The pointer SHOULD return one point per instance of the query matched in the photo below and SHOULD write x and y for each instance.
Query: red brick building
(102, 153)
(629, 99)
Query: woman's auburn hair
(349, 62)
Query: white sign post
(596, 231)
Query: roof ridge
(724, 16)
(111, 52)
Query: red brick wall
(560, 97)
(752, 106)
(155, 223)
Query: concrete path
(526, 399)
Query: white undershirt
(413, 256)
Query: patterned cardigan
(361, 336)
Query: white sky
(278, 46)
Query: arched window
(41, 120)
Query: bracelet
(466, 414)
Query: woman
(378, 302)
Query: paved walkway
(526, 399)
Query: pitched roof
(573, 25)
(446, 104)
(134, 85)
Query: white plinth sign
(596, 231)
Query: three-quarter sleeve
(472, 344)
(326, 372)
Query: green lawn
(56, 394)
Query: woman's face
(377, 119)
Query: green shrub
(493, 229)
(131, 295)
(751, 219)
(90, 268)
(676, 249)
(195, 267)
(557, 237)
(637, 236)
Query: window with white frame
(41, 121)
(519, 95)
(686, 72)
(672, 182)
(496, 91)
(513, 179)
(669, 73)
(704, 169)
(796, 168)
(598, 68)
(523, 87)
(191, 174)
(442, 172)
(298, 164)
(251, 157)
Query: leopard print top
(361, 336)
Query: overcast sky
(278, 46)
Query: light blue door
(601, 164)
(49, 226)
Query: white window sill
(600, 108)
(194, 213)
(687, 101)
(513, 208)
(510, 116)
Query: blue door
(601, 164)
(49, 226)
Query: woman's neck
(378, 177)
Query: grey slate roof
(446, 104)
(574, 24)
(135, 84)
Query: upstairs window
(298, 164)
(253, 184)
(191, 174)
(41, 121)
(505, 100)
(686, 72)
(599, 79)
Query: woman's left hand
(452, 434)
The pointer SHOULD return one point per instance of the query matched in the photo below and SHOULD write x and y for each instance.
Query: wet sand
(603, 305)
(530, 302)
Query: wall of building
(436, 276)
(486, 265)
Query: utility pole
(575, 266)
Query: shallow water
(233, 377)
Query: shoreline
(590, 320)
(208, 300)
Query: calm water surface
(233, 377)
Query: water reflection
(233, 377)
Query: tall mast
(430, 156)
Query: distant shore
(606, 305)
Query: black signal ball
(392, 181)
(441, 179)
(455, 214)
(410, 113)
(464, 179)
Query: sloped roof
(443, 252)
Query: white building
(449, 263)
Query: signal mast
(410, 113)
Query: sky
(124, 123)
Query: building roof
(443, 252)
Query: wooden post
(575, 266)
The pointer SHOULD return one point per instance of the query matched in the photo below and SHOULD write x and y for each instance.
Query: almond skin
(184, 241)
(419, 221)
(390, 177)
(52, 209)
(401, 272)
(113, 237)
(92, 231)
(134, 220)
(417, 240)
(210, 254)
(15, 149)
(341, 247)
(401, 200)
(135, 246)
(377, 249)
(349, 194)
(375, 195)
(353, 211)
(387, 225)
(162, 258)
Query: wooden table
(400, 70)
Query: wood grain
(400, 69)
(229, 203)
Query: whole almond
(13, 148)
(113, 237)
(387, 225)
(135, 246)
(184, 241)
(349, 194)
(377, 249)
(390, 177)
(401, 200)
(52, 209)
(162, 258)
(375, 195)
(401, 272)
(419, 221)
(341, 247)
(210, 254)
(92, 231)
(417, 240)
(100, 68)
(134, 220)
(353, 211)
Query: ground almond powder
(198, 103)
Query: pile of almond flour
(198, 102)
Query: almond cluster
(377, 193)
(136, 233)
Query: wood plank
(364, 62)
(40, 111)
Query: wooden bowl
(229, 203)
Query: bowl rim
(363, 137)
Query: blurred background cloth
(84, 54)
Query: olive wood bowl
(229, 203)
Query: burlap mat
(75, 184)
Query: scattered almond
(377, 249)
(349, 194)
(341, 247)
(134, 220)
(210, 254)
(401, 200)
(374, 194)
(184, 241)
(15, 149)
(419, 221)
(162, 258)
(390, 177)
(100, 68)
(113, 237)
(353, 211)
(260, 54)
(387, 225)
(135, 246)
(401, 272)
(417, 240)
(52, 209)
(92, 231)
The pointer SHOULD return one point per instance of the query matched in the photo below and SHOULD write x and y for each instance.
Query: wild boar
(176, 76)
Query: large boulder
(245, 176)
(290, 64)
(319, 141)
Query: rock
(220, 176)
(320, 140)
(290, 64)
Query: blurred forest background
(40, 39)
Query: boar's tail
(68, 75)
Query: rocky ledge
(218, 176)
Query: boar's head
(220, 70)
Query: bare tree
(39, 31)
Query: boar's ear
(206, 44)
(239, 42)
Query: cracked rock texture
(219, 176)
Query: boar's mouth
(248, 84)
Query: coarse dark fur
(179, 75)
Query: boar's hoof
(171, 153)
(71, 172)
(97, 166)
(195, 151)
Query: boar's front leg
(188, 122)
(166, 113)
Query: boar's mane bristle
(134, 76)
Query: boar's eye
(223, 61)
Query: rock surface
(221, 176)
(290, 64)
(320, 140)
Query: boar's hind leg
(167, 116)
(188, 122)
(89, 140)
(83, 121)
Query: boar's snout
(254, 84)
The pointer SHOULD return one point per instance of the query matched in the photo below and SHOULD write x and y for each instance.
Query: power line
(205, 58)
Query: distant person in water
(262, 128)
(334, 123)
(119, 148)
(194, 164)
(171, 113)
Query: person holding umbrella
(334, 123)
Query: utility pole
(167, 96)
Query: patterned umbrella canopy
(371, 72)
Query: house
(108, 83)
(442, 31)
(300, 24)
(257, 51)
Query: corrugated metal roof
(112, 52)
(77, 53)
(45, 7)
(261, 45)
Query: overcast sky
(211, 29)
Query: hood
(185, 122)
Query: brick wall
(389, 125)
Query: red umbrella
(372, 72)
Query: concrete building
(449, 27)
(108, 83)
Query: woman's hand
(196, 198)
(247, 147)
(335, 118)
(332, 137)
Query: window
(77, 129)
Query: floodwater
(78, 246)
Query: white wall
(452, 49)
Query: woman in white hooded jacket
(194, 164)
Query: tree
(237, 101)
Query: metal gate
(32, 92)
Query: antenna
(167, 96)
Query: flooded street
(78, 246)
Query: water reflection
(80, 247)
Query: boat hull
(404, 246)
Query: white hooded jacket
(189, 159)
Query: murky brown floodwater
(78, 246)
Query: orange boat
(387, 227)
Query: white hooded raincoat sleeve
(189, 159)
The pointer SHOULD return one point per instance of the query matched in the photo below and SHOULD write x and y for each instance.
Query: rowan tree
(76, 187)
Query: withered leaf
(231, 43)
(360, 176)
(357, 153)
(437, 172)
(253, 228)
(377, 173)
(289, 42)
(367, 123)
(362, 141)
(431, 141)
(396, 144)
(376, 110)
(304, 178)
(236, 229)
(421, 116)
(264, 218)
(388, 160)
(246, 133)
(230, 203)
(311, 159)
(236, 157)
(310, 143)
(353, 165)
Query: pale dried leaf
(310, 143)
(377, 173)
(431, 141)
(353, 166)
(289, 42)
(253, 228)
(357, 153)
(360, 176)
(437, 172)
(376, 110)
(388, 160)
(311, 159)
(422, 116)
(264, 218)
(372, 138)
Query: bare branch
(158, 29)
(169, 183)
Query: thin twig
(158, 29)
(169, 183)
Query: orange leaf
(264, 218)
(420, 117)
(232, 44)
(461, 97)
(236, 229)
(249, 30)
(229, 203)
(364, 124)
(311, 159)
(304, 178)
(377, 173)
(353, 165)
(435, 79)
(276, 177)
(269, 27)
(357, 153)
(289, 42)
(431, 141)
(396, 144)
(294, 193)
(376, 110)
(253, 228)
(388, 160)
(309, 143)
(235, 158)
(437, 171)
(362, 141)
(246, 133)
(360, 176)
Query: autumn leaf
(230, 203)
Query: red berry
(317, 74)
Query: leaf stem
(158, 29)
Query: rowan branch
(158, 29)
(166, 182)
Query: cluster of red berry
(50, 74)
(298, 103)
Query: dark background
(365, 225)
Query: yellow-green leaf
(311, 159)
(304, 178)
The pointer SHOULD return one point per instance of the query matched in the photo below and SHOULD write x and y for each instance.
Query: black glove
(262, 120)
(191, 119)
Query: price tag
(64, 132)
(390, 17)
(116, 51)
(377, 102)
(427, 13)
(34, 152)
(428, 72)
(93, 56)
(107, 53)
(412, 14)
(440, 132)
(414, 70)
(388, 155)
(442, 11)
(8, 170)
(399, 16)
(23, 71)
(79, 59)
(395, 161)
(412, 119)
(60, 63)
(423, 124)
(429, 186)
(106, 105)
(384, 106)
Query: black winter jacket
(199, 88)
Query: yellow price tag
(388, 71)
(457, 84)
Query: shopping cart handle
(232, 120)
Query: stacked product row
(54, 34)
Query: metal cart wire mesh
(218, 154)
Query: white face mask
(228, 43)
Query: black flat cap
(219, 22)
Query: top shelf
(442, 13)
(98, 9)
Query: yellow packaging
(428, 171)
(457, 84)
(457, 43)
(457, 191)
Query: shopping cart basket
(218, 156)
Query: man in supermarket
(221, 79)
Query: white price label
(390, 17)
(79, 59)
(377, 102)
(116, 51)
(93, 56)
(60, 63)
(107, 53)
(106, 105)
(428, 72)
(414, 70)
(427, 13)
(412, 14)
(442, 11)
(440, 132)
= = =
Taking the line that contains "Query: autumn leaf" as the starting point, copy every line through the end of the listing exactly, and write nothing further.

Solution
Query: autumn leaf
(230, 203)
Query: red berry
(317, 74)
Query: leaf stem
(158, 29)
Query: rowan branch
(158, 29)
(166, 182)
Query: cluster of red berry
(50, 74)
(298, 103)
Query: dark background
(365, 225)
Query: yellow-green leaf
(311, 159)
(304, 178)
The pointer SHOULD return one point per instance of the query matched in the photo below and SHOULD write x and y for each instance.
Query: black glove
(262, 120)
(191, 119)
Query: price tag
(64, 132)
(390, 17)
(116, 51)
(377, 102)
(427, 13)
(34, 152)
(428, 72)
(93, 56)
(107, 53)
(412, 14)
(440, 132)
(414, 70)
(388, 155)
(442, 11)
(8, 170)
(399, 16)
(23, 71)
(79, 59)
(395, 161)
(412, 119)
(60, 63)
(423, 124)
(429, 186)
(106, 105)
(384, 106)
Query: black winter jacket
(199, 88)
Query: yellow price tag
(388, 71)
(457, 84)
Query: shopping cart handle
(232, 120)
Query: stacked product row
(54, 34)
Query: metal cart wire mesh
(218, 154)
Query: white face mask
(228, 43)
Query: black flat cap
(219, 22)
Query: top shelf
(442, 13)
(98, 9)
Query: yellow packaging
(428, 171)
(457, 84)
(457, 43)
(457, 191)
Query: shopping cart basket
(218, 156)
Query: man in supermarket
(221, 79)
Query: white price label
(390, 17)
(79, 59)
(377, 102)
(116, 51)
(93, 56)
(60, 63)
(107, 53)
(106, 105)
(428, 72)
(414, 70)
(427, 13)
(412, 14)
(442, 11)
(440, 132)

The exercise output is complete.